▶ **Given request A**
Render this sentence from the patent abstract in Spanish: "Embodiments of the present disclosure relate to a solar cell, a method for preparing the solar cell, and a solar cell production line."

▶ **Source**
* BEGIN *
Search

US-20260130002-A1 - SOLAR CELL, METHOD FOR PREPARING SOLAR CELL, AND SOLAR CELL PRODUCTION LINE

US20260130002A1US 20260130002 A1US20260130002 A1US 20260130002A1US-20260130002-A1

Abstract

Embodiments of the present disclosure relate to a solar cell, a method for preparing the solar cell, and a solar cell production line. The method includes providing a stack including an N-type silicon substrate having a boron-doped polysilicon layer near a first surface, with a tunneling oxide layer, a phosphorus-doped polysilicon layer, and a mask layer sequentially stacked as stated on an opposite second surface; forming through holes in the mask layer to expose the phosphorus-doped polysilicon layer; forming grooves at the through holes that extend through the phosphorus-doped polysilicon layer and the tunneling oxide layer and partially extend into the N-type silicon substrate, thereby separating a surface of the stack provided with the phosphorus-doped polysilicon layer into spaced emitter regions, and removing the mask layer.
* END *
Dataset items:
* BEGIN *
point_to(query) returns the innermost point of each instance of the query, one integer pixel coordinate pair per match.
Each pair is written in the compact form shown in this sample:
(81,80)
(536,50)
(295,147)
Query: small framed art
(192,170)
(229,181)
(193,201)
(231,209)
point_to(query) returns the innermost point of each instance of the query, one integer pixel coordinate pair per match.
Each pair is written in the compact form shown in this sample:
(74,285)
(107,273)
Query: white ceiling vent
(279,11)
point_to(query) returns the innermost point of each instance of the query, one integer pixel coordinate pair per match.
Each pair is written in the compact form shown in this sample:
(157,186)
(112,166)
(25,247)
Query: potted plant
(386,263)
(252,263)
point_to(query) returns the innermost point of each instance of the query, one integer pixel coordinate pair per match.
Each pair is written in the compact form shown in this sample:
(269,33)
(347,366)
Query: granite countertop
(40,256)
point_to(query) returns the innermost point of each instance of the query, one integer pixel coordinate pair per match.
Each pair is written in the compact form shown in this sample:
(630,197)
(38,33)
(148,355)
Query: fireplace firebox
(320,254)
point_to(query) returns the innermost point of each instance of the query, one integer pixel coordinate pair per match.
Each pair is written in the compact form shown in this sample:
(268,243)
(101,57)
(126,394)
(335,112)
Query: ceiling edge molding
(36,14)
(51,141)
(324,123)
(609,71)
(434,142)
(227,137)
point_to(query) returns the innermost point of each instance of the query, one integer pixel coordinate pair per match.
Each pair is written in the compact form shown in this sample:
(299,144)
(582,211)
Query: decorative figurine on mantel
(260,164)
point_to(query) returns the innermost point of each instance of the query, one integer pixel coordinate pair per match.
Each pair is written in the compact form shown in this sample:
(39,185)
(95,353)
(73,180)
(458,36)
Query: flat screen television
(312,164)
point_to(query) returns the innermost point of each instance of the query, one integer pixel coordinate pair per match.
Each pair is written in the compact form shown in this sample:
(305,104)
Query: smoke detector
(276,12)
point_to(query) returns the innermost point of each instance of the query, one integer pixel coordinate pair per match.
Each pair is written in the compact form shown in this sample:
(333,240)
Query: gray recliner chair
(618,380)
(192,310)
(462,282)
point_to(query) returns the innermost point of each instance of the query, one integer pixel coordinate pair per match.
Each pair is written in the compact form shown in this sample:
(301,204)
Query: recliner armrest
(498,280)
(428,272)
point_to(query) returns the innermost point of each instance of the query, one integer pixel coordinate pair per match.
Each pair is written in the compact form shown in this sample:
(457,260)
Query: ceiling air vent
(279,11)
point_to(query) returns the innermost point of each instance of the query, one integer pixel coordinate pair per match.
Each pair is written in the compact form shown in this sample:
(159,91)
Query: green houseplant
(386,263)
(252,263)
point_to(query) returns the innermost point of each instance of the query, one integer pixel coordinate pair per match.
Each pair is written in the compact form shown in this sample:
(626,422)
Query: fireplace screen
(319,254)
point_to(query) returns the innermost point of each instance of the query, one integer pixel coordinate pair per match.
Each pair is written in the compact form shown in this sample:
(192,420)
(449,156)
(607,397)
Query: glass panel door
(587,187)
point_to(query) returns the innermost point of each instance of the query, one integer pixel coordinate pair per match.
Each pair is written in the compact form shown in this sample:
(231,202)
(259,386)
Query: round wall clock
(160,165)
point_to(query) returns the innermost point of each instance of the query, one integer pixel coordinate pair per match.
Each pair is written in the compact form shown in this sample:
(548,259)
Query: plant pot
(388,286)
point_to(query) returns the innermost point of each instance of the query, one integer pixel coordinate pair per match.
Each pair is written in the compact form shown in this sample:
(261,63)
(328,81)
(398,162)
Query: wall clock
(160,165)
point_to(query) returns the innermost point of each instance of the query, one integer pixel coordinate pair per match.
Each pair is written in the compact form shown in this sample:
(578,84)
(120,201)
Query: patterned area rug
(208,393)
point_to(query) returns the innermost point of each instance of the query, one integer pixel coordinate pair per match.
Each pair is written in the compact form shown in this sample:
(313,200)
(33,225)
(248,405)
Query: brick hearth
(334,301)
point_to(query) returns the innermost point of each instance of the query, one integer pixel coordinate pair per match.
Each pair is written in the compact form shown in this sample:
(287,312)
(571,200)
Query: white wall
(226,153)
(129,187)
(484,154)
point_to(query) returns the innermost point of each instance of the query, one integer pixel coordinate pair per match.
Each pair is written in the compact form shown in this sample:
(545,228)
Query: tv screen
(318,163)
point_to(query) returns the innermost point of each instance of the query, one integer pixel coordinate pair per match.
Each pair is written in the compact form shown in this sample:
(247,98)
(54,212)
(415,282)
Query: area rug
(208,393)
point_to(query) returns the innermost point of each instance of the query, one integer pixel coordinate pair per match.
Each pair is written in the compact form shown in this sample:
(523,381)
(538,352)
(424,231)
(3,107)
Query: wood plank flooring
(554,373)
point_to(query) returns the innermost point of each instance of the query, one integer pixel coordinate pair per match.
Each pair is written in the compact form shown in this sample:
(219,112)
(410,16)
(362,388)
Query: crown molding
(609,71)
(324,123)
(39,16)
* END *
▶ **Given request B**
Pull out each line of the listing above that contains the string "area". Case counts.

▶ **Complete answer A**
Las realizaciones de la presente divulgación se refieren a una célula solar, un método para preparar la célula solar y una línea de producción de células solares.

▶ **Complete answer B**
Query: patterned area rug
Query: area rug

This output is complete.